# [Challenge]
Without the pictures, output the records below word for word.
* begin Task inputs *
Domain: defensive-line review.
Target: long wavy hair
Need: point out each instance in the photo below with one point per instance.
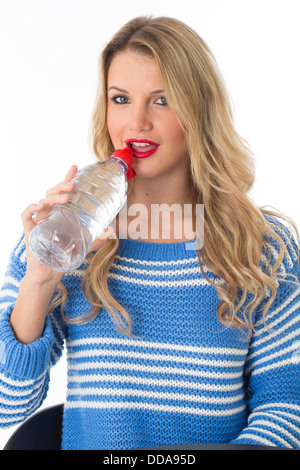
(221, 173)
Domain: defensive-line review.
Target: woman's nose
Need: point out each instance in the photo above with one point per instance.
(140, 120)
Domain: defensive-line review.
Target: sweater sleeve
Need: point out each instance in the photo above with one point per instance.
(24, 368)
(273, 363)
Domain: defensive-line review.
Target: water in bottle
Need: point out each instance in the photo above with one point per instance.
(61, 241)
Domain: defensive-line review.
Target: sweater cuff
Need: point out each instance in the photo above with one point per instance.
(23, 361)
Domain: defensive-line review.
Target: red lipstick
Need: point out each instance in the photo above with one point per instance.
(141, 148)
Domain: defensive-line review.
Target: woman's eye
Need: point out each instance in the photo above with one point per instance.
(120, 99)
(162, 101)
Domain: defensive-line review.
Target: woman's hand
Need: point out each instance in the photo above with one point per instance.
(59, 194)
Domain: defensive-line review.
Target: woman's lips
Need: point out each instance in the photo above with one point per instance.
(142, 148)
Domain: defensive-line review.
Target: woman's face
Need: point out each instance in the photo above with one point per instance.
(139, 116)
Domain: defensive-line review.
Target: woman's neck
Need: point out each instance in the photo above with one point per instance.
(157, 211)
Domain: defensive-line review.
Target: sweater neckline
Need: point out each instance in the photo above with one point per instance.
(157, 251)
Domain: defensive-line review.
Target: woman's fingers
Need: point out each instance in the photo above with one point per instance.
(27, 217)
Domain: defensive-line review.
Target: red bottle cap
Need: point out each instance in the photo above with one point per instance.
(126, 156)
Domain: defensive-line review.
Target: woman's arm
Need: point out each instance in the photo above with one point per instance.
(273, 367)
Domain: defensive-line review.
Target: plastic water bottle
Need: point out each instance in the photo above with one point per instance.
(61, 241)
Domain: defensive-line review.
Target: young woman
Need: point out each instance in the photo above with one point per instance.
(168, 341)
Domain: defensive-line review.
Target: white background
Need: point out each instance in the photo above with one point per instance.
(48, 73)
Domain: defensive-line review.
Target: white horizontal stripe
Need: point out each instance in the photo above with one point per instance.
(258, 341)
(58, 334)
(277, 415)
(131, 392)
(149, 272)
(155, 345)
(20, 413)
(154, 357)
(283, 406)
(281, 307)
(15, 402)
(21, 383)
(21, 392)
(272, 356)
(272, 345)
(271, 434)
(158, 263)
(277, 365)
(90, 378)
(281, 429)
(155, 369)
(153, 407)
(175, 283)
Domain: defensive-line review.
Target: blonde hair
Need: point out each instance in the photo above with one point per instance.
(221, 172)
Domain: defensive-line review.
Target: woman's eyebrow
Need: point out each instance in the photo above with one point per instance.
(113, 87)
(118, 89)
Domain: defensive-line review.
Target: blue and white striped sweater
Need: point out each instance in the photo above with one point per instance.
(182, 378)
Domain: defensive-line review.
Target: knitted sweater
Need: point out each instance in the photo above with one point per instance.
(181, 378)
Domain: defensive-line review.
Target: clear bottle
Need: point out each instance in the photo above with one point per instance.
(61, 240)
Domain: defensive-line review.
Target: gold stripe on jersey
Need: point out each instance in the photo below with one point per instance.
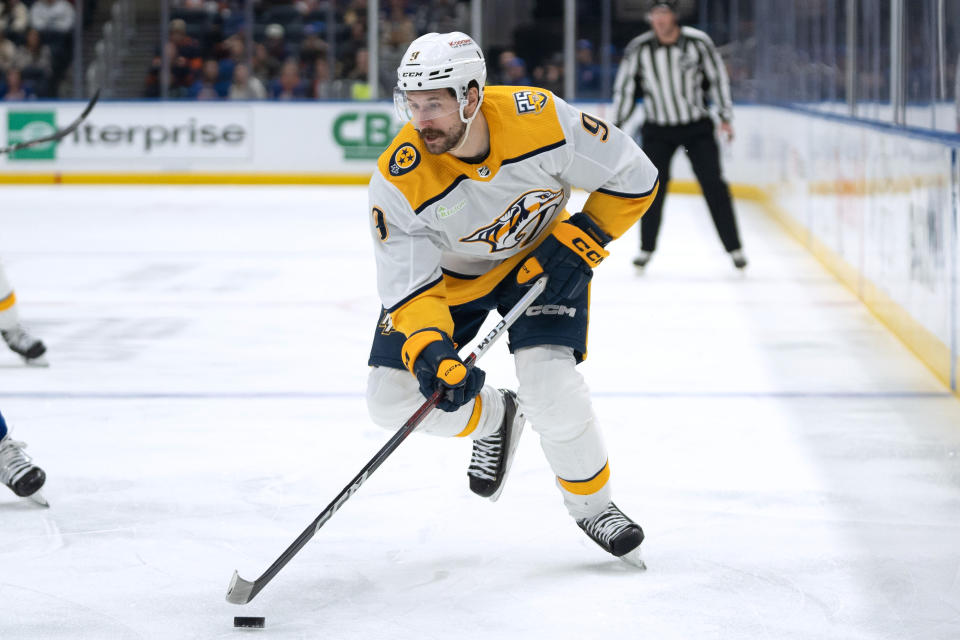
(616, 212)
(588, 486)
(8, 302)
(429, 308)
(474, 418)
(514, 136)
* end Task inputs *
# [Output of the exercise]
Domain: defensive-line review.
Target: long wavy hair
Need: point out each instance in the photo below with one point per instance.
(221, 173)
Domain: defensive-line review.
Target: woman's nose
Need: point out each instance in the photo above with one point per instance.
(140, 120)
Domain: defensive-line review.
Target: sweater sleeve
Need: point out each instance in the photo above with one point per instance.
(24, 368)
(273, 363)
Domain: defensive-line review.
Target: water in bottle
Need: point out each instance in the photo above with one point per instance.
(61, 241)
Domain: defensive-line review.
Target: sweater cuff
Need: point out each instance in the photo above with one point per instance.
(23, 361)
Domain: defensive-line review.
Target: red lipstick
Need: point out each instance in the photo above with one point per instance.
(141, 148)
Domain: defensive-line review.
Target: woman's eye
Need: point out each instance in the photo above with one point per instance.
(120, 99)
(162, 101)
Domain: defensive-line review.
Target: woman's hand
Need: point out each instance in the photo above with one point per instance.
(59, 194)
Domain: defensive-line review.
Target: woman's lips
Need: point out each instance in the photo above with one point per instance.
(142, 148)
Domain: defensive-line review.
Target: woman's face
Need: point out each instance in the photo above with one point per instance.
(139, 116)
Domain: defensive-line review.
Target: woman's neck
Need: point out each instance in the photo above with one point per instance.
(157, 211)
Domain: defensive-line review.
Target: sweater neckline
Need: point out each instance in the photo above with one point per instance.
(157, 251)
Domain: defensive-line review.
Target: woman's fingers
Need: point out each instance in the photo above with one point per instance.
(27, 217)
Domain: defensive-line review.
Target: red bottle cap
Need: point out each instance in the photo above with one point per instance.
(126, 156)
Domain: defensive-line review.
Target: woman's arm
Need: point out each instance in the photo above with one point per instance.
(273, 367)
Domain: defensive-line review.
Target: plastic water bottle
Need: point out each instance in the photo above with one point per instance.
(61, 241)
Domain: defensive-line review.
Target: young woman
Need: point out each instance in the photo above with one point per instance.
(168, 341)
Domain: defensive-line review.
Target: white background
Need: point out each instance in the photo above with one point per instance.
(48, 73)
Domain: defensive-line review.
Target: white horizontal stripe
Need: point out each instance in the photo above with one point per instance.
(258, 341)
(58, 334)
(277, 415)
(131, 392)
(149, 272)
(155, 345)
(20, 413)
(154, 357)
(283, 406)
(281, 307)
(15, 402)
(21, 383)
(21, 392)
(272, 356)
(272, 345)
(271, 434)
(158, 263)
(277, 365)
(90, 378)
(281, 429)
(155, 369)
(153, 407)
(175, 283)
Domain: defensive-line review.
Target: blonde hair
Need: point out each instance in the photo above with one point per instance.
(221, 172)
Domain: defensive-line review.
Target: woman's eyebrow
Need: point out each instance in the photo above with one point per instance.
(113, 87)
(118, 89)
Domain: defensive-line review.
Target: blue and white striped sweater
Need: point out each instance in the photo above with one point per instance.
(182, 378)
Domain: defensive-line review.
Target: knitted sweater
Need: point out each instance in the photo above with one point per instance.
(181, 378)
Domain: defensive-line review.
Target: clear bottle
Need: point out each instance in the photo above with one point per instance.
(61, 240)
Domain: defensive-line review.
Target: gold stripe on jersey
Need: point out each instance in the photo below with one point per instance.
(616, 212)
(588, 486)
(8, 302)
(429, 308)
(474, 418)
(514, 136)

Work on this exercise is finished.